_Text block_.
· · ·

Phase portrait on the sphere

Question

I have that $(x,y)\in S^1$, i.e. on the sphere, and in Mathematica, the ODE system

f = x^3 - x y^2 + y^3 ;
xdot = x (-x + f);
ydot = y (x - y + f);
vector = {xdot, ydot};

How can I plot the phase portrait on $S^1$?

I do not know how to plot this in Mathematica.

Of course there is the StreamPlot function and I can do

StreamPlot[{ x (-x + f), y (x - y + f)},{x,-Pi,Pi},{y,-Pi,Pi}]

which gives

But I am only interested in the dynamics which happens directly on $S^1$.

How can I filter that out to get something like sketched here:

enter image description here

interesting! I'm assuming the embedding of $S^1$ you're using here is specifically the unit circle? — thorimur, May 18 '21 at 21:01
I am not sure that I do understand what you mean with embedding of the sphere. — Scuderi, May 18 '21 at 21:06
Well, $S^1$ typically means the circle in the abstract, topological sense. When viewed as a set of points in e.g. the plane, it's called an embedding. So, the unit circle ${(x,y):x^2+y^2=1}$ in the plane is an embedding of $S^1$, roughly. — thorimur, May 18 '21 at 21:10
Yes, then this is what I am thinking of. — Maybe one hast to transform the vector field to polar coordinates with fixed r=1 and then plot this. However, I have no idea how to do this. — Scuderi, May 18 '21 at 21:13
Possible duplication of https://mathematica.stackexchange.com/questions/242377/how-can-i-draw-a-vector-field-on-a-curve — user64494, May 18 '21 at 22:49

thorimur · Accepted Answer · 2021-05-18T22:53:06.957

3

So, one way to do this is to project your vector field (pointwise) onto the vector field that goes around the origin, and then only plot the streams that go through points on the circle—we'll take a few via CirclePoints to be sure we get the whole of the unit circle.

· · ·

_Data records_.
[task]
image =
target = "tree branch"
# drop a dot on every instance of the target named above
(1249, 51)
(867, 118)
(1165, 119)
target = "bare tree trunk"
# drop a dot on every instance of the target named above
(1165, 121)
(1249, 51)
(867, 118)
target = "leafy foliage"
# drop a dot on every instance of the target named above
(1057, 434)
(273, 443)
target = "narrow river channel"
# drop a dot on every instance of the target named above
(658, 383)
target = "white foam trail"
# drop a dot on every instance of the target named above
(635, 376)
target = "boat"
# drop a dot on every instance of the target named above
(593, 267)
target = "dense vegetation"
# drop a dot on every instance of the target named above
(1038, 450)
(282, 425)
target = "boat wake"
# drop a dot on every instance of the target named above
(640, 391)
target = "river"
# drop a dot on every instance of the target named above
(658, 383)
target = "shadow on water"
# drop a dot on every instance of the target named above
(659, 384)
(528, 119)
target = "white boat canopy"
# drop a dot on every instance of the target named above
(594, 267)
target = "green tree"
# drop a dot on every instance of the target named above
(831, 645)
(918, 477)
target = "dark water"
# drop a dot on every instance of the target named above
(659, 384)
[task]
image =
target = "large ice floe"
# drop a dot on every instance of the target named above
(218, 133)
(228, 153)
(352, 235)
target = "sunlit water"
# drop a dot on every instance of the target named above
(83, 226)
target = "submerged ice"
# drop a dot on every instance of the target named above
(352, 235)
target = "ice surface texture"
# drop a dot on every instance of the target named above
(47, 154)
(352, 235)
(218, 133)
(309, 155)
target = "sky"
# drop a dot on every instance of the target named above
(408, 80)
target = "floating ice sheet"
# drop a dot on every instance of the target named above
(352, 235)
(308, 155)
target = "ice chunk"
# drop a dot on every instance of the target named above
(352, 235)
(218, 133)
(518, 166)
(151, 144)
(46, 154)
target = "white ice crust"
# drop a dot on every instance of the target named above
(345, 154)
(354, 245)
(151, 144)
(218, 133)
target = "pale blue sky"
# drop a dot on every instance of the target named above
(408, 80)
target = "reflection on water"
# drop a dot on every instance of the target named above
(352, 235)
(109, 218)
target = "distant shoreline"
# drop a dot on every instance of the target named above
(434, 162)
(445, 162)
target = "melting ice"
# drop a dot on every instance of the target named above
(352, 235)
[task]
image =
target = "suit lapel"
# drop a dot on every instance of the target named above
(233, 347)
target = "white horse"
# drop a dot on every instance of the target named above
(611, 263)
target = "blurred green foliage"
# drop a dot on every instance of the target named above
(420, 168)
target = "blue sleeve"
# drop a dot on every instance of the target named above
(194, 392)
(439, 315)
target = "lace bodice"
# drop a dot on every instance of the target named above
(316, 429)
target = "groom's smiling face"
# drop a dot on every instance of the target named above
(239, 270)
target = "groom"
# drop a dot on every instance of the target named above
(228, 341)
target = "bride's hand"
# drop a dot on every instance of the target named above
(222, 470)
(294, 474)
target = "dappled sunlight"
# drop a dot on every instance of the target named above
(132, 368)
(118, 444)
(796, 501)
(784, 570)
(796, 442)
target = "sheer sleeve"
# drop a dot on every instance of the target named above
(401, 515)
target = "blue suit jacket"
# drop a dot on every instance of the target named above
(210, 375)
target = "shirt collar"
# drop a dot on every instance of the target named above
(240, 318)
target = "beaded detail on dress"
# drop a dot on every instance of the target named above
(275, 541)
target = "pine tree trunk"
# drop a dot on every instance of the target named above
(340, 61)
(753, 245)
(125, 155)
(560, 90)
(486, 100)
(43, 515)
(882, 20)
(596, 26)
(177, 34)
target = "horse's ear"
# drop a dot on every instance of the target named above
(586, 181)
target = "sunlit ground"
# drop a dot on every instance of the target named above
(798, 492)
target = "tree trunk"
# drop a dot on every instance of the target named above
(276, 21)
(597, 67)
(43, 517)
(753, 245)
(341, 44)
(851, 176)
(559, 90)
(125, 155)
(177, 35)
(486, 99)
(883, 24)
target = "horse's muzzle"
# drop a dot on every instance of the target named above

· · ·

_Request_. Pick up the phase portrait thread after its last sentence and carry the accepted answer forward. The data is separate from the phase portrait thread and stands apart from it.

_Answer for the task_.
StreamPlot[
 Projection[{x (-x + f), y (x - y + f)}, {-y, x}], {x,-Pi,Pi}, {y,-Pi,Pi},
 StreamPoints -> CirclePoints[10]]

(For some reason, choosing a different number of CirclePoints (e.g. 11) can cause streams to go through points not on the circle. I'm not sure why this happens, and it might be a bug.)

Let me know if you'd like me to explain why this works or what it's doing any further! :)

By the way, here's what I get by completing the specification to StreamPoints -> {CirclePoints[20], Automatic, N@2 Pi}:

I'm not sure if this is meaningful or better, but thought I'd add it!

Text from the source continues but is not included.